Write out the following listing's lines from the one with "49L206 115L205 190L18" to the one with "positive clicks: (37, 212)", exactly, with both included and no others.
※ ※ ※
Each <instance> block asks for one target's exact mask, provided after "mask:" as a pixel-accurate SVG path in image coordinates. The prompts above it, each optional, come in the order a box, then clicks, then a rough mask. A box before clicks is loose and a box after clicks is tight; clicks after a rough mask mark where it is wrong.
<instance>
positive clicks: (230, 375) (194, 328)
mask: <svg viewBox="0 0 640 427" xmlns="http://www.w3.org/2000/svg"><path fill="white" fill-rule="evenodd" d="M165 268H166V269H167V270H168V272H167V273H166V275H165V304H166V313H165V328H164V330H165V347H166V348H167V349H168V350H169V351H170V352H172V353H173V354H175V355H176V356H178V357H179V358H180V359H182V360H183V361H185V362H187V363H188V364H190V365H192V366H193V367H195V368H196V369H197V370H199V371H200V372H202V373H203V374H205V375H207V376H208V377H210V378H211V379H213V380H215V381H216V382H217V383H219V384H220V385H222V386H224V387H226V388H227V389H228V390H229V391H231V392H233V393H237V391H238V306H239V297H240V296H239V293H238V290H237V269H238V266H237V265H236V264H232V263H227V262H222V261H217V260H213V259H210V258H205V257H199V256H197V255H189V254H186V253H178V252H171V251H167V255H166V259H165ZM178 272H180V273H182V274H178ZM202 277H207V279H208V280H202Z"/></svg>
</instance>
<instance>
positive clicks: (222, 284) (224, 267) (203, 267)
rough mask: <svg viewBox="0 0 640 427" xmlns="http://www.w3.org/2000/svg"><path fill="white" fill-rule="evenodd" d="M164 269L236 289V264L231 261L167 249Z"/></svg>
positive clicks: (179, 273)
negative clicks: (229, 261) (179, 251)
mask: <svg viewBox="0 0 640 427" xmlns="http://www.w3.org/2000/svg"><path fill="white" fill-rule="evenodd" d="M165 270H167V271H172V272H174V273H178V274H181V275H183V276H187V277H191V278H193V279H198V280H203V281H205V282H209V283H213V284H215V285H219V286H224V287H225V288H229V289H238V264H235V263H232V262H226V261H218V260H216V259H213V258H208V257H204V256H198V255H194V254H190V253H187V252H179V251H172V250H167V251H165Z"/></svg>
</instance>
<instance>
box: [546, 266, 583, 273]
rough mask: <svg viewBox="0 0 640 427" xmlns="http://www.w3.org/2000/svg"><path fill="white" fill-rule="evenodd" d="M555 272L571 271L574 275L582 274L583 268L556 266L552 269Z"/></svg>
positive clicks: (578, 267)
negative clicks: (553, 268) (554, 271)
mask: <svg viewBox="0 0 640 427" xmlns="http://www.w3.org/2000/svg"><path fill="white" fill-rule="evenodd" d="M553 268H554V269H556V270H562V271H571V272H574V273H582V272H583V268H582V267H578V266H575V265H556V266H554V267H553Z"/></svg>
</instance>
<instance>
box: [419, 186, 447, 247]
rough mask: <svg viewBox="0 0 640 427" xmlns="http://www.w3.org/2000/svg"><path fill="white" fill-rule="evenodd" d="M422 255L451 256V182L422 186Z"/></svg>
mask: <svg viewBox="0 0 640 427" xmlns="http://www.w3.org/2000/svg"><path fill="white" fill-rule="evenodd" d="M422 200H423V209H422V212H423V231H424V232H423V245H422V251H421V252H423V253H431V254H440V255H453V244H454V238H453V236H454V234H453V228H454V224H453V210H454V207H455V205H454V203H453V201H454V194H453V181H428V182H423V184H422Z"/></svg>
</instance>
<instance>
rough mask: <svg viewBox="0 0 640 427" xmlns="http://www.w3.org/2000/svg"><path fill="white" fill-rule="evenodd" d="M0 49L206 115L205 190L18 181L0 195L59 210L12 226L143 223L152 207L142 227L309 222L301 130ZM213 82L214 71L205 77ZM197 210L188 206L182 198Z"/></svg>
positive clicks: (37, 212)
※ ※ ※
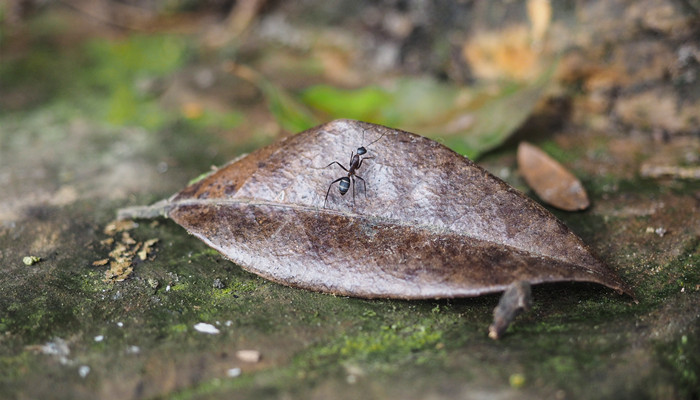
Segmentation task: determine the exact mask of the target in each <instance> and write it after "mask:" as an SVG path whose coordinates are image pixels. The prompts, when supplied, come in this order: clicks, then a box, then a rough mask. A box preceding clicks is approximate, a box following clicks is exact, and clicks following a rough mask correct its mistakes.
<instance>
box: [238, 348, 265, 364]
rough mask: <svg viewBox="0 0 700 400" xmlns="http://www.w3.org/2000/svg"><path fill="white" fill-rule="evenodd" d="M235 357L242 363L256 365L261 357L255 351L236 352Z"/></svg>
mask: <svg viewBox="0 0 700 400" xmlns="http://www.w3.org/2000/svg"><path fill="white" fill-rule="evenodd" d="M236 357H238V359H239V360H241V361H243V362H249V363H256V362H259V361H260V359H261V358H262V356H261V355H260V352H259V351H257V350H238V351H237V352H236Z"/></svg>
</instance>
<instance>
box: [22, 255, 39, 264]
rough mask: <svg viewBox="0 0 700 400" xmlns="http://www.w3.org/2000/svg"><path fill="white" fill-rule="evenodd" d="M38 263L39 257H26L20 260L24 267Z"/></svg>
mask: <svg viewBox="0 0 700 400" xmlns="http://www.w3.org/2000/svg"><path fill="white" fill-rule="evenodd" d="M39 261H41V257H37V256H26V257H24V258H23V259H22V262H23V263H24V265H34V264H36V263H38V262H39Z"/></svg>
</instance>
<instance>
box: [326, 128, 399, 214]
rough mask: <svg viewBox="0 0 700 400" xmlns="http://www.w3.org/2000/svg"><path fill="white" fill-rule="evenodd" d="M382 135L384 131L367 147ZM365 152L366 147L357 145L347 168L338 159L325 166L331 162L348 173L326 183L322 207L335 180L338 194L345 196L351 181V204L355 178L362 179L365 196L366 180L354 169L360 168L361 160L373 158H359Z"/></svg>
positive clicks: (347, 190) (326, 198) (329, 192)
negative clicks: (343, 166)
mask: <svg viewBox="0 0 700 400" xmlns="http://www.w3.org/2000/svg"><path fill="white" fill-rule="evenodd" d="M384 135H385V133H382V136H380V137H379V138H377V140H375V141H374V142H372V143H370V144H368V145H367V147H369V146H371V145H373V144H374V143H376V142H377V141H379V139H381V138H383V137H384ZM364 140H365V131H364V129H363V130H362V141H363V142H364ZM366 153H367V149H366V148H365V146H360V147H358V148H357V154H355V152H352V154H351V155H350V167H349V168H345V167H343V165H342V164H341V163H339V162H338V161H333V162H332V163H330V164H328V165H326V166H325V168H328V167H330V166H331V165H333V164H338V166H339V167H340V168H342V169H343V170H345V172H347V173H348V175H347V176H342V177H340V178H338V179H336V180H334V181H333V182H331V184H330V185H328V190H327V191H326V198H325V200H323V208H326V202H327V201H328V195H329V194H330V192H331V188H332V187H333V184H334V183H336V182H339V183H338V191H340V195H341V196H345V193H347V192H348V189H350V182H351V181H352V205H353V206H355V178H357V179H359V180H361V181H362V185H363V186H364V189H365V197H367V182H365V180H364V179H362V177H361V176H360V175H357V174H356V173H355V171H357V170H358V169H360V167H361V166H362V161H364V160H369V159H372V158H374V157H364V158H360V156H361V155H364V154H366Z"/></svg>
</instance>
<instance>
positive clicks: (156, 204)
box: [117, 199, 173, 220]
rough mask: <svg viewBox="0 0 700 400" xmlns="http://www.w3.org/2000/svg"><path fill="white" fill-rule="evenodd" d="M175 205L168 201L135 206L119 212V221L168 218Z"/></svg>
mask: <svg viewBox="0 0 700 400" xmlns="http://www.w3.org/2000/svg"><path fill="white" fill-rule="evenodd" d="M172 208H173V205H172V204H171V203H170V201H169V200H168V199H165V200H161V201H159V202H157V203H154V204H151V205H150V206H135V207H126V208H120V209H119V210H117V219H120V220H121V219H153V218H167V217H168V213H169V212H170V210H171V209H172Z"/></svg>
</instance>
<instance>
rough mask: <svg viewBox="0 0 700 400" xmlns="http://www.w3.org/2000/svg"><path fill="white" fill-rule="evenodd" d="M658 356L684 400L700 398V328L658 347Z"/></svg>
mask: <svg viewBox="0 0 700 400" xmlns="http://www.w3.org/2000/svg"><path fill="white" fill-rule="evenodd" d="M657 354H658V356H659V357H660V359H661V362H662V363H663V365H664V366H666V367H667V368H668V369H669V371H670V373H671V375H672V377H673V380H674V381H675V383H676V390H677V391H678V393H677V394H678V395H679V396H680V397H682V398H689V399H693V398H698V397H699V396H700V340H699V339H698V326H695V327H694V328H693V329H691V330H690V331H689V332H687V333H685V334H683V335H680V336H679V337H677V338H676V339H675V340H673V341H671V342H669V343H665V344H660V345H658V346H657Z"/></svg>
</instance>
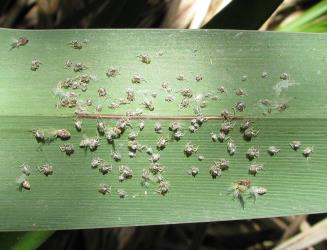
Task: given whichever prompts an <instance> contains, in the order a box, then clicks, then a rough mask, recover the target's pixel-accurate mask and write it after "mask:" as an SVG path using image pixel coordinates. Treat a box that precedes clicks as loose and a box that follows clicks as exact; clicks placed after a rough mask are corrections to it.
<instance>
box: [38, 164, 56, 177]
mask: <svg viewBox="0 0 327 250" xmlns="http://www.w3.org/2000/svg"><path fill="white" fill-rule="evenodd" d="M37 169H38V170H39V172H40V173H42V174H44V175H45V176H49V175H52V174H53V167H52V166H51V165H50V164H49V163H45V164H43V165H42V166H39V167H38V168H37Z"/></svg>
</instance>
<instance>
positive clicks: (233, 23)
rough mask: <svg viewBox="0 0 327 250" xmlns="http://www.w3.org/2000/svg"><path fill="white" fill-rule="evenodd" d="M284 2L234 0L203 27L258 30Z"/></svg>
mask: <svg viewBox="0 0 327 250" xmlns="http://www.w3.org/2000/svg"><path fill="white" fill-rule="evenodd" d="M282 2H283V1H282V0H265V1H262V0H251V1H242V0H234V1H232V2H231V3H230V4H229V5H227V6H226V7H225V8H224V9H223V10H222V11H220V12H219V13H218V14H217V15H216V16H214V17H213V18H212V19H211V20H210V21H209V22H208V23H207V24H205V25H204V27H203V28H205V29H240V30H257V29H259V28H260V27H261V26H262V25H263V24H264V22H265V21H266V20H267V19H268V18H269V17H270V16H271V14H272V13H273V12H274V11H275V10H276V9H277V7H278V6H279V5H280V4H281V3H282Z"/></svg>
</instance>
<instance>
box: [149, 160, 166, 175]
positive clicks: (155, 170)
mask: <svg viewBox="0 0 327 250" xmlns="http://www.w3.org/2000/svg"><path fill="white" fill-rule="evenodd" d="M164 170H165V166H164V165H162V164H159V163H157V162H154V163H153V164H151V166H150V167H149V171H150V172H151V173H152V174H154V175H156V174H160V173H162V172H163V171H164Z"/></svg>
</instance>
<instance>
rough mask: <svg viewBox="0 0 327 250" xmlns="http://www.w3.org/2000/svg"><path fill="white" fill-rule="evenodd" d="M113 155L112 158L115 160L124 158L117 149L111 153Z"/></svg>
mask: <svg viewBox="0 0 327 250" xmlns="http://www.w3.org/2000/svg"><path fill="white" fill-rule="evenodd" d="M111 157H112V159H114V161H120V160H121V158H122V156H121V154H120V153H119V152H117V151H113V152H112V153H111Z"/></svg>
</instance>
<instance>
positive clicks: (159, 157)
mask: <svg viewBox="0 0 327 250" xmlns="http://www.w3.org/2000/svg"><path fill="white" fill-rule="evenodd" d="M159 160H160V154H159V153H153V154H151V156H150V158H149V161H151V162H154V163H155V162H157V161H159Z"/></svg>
※ ※ ※
**WORKED SOLUTION**:
rough mask: <svg viewBox="0 0 640 427" xmlns="http://www.w3.org/2000/svg"><path fill="white" fill-rule="evenodd" d="M0 49L206 115L205 190L18 181L0 195L59 210L12 226L143 223L152 207L142 227L309 222L301 130ZM213 82L214 71L205 77ZM197 210L188 206L182 198Z"/></svg>
positive clicks: (37, 212)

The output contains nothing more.